Philemon und Baucis

Im Rahmen ihrer Reihe Klassik im Dialog ergänzt Konstantia Gourzi Haydns fragmentarisch erhaltene Oper mit eigenen Kompositionen. Der Uraufführung an der Staatsoper Berlin folgten weitere ortsspezifische Aufführungen, realisiert als „mobile Oper“.

Das Projekt

In der Reihe Klassik im Dialog beschäftigt sich Konstantia Gourzi mit der direkten Verbindung ihrer Kompositionen mit Werken der klassischen Musikliteratur. Durch die enge Verflechtung von alter und neuer Musik ergeben sich zeitgemäße Perspektiven für die Zuhörer. Auf diese Weise werden Musiktraditionen ins Heute transportiert und ein neues Ganzes erschaffen. Den Anfang der Reihe machten Philemon und Baucis sowie Gedichte für Prometheus.

Das Dirigieren von Joseph Haydns Symphonie Nr. 43 Es-Dur bildet für Konstantia Gourzi den Ausgangspunkt der Beschäftigung mit seinen unbekannten und fragmentarisch überlieferten Werken. Fasziniert von Philemon und Baucis, einem Werk, das in der griechischen Mythologie und ihrer Götterwelt verwurzelt ist, beschließt sie, diese eigentlich für Marionetten geschriebene Oper in unsere Gegenwart zu holen: der Götterrat erscheint wie ein Politikertreffen, während das alte Paar Philemon und Baucis ein intensives Beispiel von Glaube und Liebe verkörpert.

Die Musik zum Götterrat beispielsweise ist bis auf die Ouvertüre verschollen. Die Neukomposition folgt dem erhaltenen Libretto. Jeder der Götter hat eine eigene „Szene“, in der er sich zu Wort meldet. So erhält jeder Gott eine charakteristische Instrumentation und Melodie, unterbrochen durch die Dialoge zwischen diesen „Szenen“.

• **Gespeicherte Zeilen**
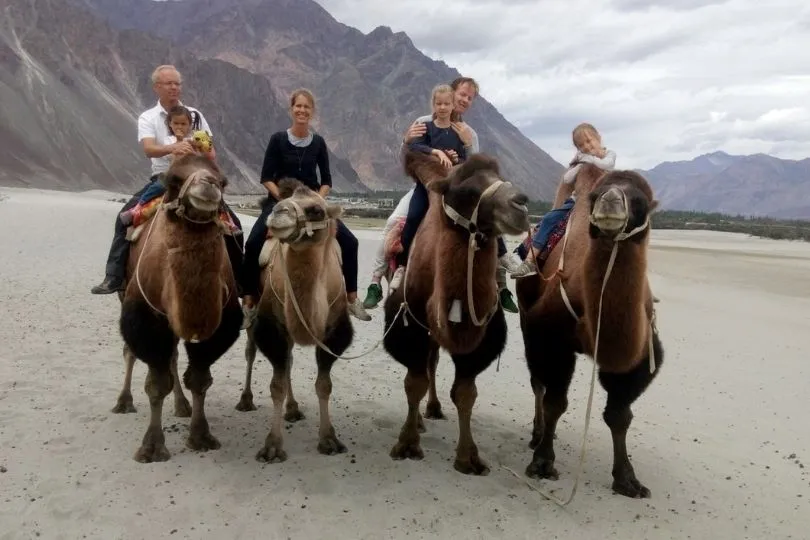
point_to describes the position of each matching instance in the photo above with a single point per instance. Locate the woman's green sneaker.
(373, 296)
(506, 301)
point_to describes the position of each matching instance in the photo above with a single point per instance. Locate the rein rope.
(622, 236)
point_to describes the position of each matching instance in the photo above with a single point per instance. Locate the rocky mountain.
(757, 184)
(369, 87)
(70, 103)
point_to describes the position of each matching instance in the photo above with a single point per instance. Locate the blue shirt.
(436, 138)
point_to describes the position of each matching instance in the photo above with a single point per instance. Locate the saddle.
(143, 212)
(554, 238)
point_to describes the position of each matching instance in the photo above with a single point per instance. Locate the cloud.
(662, 80)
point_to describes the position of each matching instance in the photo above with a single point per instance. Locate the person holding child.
(589, 147)
(160, 146)
(464, 90)
(179, 121)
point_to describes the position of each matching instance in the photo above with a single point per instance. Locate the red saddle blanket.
(142, 212)
(553, 239)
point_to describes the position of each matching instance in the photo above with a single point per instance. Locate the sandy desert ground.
(721, 438)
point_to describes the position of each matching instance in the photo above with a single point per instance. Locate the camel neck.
(196, 285)
(624, 320)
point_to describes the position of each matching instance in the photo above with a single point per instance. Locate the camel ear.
(334, 211)
(439, 185)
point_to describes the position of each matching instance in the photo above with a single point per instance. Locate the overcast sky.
(661, 80)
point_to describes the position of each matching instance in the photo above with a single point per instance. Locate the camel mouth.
(613, 222)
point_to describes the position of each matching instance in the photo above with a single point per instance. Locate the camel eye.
(315, 214)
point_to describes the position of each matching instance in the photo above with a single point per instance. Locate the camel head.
(194, 187)
(302, 218)
(474, 194)
(621, 204)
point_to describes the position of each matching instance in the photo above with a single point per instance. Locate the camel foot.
(246, 402)
(182, 408)
(407, 450)
(542, 468)
(124, 405)
(330, 445)
(473, 465)
(272, 451)
(153, 448)
(201, 439)
(434, 411)
(629, 486)
(293, 413)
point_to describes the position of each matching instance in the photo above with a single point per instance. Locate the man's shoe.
(356, 310)
(373, 296)
(507, 303)
(110, 285)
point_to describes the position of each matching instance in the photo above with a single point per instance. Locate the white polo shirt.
(152, 123)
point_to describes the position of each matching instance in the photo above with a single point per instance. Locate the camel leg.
(182, 408)
(197, 378)
(553, 374)
(149, 338)
(464, 393)
(124, 403)
(622, 390)
(293, 413)
(246, 401)
(416, 386)
(338, 340)
(537, 425)
(433, 409)
(157, 386)
(273, 451)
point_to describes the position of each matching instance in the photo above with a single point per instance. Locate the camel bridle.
(179, 207)
(304, 227)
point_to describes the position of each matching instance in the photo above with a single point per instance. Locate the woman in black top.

• **Arbeitsauftrag**
Gib aus dem Auszug über Philemon und Baucis den Abschnitt zwischen „Das Dirigieren von“ und „und Liebe verkörpert.“ einschließlich wörtlich wieder. Die gespeicherten Zeilen spielen hierfür keine Rolle.

• **Antwort**
Das Dirigieren von Joseph Haydns Symphonie Nr. 43 Es-Dur bildet für Konstantia Gourzi den Ausgangspunkt der Beschäftigung mit seinen unbekannten und fragmentarisch überlieferten Werken. Fasziniert von Philemon und Baucis, einem Werk, das in der griechischen Mythologie und ihrer Götterwelt verwurzelt ist, beschließt sie, diese eigentlich für Marionetten geschriebene Oper in unsere Gegenwart zu holen: der Götterrat erscheint wie ein Politikertreffen, während das alte Paar Philemon und Baucis ein intensives Beispiel von Glaube und Liebe verkörpert.